▶ **BRIEF 1**: Copy word for word the part of the book review that begins with the words containing "Reviewed by Sreeram" and ends with "subverts genuine democracy.".

▶ **DOCUMENT EXTRACT**:
* * *
Democracy in Muslim Societies
by Zoya Hasan (ed)

Reviewed by Sreeram Chaulia

Whether Islam and democracy can coexist within the same socio-political space has long been debated by lay persons and academics. On one hand are defensive claims insisting that Islam has all the value ingredients compatible with democracy and that the religion has been "twisted" out of context by a small minority of hotheads. This side believes that there is nothing about Islam per se that inhibits democracy from flowering and blames narrow cultural frames for misstating the problem.

On the other hand are studies showing that, empirically, Muslim countries have fared very poorly in terms of democratic form or substance compared to non-Muslim countries. This side argues that there is something in the authority patterns of Muslim values that subverts genuine democracy.

Since 70% of the world's Muslims live in non-Arab Asian countries, evidence in this debate has to include them and not just the homogeneous block of Arab states. Zoya Hasan's new edited volume containing six case studies posits that one must grasp the varieties and multiple paths taken by Muslim politics in the quest for democracy.

The editor's introductory essay asserts that a "shift from Arab to Asian societies" as units of analysis is an "intellectual move" challenging stereotypical discussions of Muslim politics after the September 11, 2001, terrorist attacks in the United States. The message is that the political language of Islam is not uniform and one has to delve into the national contexts and peculiarities of each case. Hasan contends that Islam is in constant interaction with its socio-economic and political environment, especially its colonial heritage, state-society relations, international setting and stage of development. Islam cannot be the only factor of interest in assessing chances of democracy because there are other variables that have a bearing on the issue.
* * *
▶ **MATERIAL FOR THE TASK**:

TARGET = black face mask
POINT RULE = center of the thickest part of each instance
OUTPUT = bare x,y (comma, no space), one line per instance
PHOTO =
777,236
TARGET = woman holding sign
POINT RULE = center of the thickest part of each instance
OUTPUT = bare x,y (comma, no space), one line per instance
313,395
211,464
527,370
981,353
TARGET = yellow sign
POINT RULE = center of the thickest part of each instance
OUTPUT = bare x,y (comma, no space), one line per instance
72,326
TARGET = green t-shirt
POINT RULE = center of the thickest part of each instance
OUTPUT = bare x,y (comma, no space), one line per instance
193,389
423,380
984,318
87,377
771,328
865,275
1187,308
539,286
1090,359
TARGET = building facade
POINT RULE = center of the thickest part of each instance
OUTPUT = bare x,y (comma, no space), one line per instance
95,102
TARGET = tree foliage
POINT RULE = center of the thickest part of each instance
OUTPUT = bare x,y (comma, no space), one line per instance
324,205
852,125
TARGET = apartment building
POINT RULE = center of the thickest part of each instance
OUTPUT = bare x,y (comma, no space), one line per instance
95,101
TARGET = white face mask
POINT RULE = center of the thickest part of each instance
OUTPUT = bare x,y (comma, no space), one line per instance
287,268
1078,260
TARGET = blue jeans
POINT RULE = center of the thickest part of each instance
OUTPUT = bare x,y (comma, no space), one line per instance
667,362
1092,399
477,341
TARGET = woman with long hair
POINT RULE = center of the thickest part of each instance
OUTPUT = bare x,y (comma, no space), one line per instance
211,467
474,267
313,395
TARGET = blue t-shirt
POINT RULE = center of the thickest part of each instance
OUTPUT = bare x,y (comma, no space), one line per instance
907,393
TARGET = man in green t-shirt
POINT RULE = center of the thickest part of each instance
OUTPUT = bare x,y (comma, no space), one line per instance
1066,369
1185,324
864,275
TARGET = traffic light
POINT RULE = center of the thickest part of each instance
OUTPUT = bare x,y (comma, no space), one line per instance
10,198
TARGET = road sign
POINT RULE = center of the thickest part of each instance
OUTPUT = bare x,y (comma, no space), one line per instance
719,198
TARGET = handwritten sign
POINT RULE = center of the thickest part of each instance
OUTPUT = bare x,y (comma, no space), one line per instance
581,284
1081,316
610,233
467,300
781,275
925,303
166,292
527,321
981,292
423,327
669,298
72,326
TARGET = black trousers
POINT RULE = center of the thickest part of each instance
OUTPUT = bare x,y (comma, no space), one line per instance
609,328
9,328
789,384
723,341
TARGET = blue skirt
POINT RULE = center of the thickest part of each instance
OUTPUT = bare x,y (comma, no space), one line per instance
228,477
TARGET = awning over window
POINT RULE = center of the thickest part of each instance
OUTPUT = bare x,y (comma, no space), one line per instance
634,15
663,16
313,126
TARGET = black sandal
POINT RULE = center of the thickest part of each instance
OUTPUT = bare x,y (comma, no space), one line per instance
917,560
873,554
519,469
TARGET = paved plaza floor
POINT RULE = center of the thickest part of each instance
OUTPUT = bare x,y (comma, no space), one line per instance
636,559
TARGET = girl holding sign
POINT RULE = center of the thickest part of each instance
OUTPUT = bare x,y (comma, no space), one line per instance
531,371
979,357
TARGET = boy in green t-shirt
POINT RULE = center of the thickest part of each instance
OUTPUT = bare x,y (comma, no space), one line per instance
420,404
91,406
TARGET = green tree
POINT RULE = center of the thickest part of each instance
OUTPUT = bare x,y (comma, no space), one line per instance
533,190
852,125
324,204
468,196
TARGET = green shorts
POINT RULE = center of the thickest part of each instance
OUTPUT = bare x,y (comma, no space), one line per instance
* * *
▶ **BRIEF 2**: How many lines in the entries contain the string "mask", counting only exact case matches? Reply with the number alone.

▶ **FULL RESPONSE 1**:
Reviewed by Sreeram Chaulia

Whether Islam and democracy can coexist within the same socio-political space has long been debated by lay persons and academics. On one hand are defensive claims insisting that Islam has all the value ingredients compatible with democracy and that the religion has been "twisted" out of context by a small minority of hotheads. This side believes that there is nothing about Islam per se that inhibits democracy from flowering and blames narrow cultural frames for misstating the problem.

On the other hand are studies showing that, empirically, Muslim countries have fared very poorly in terms of democratic form or substance compared to non-Muslim countries. This side argues that there is something in the authority patterns of Muslim values that subverts genuine democracy.

▶ **FULL RESPONSE 2**: 2